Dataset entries
+--

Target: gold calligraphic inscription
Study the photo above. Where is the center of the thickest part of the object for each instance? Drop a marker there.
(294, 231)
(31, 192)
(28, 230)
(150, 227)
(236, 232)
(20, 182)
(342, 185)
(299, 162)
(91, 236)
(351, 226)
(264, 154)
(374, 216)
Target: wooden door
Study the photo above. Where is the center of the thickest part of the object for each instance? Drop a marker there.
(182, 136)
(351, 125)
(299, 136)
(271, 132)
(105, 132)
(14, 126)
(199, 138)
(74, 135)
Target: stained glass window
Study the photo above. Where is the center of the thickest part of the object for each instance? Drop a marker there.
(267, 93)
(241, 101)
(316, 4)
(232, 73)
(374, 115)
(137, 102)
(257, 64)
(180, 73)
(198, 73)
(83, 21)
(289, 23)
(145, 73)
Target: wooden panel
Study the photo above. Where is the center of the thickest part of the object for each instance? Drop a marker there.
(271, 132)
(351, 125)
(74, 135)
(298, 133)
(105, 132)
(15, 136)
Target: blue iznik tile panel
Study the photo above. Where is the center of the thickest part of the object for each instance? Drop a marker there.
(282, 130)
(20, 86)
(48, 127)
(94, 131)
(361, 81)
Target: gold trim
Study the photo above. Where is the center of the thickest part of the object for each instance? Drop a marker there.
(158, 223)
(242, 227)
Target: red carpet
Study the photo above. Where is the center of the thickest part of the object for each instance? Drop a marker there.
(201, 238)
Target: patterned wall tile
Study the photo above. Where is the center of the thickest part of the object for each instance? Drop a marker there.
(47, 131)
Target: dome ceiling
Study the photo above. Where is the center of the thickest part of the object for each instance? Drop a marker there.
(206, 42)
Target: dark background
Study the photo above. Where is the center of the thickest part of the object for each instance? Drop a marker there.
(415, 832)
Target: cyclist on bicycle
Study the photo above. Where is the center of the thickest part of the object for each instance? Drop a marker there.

+--

Your instructions:
Send back the lines of the records word for word, from the very first through the line containing "Target: wooden door".

Task answer:
Target: gold calligraphic inscription
Study the photo above. Where is the center of the thickest part of the object for each instance? Drop a marker there.
(294, 231)
(31, 192)
(28, 230)
(150, 227)
(236, 232)
(20, 182)
(342, 185)
(299, 162)
(91, 236)
(351, 226)
(264, 154)
(374, 216)
Target: wooden door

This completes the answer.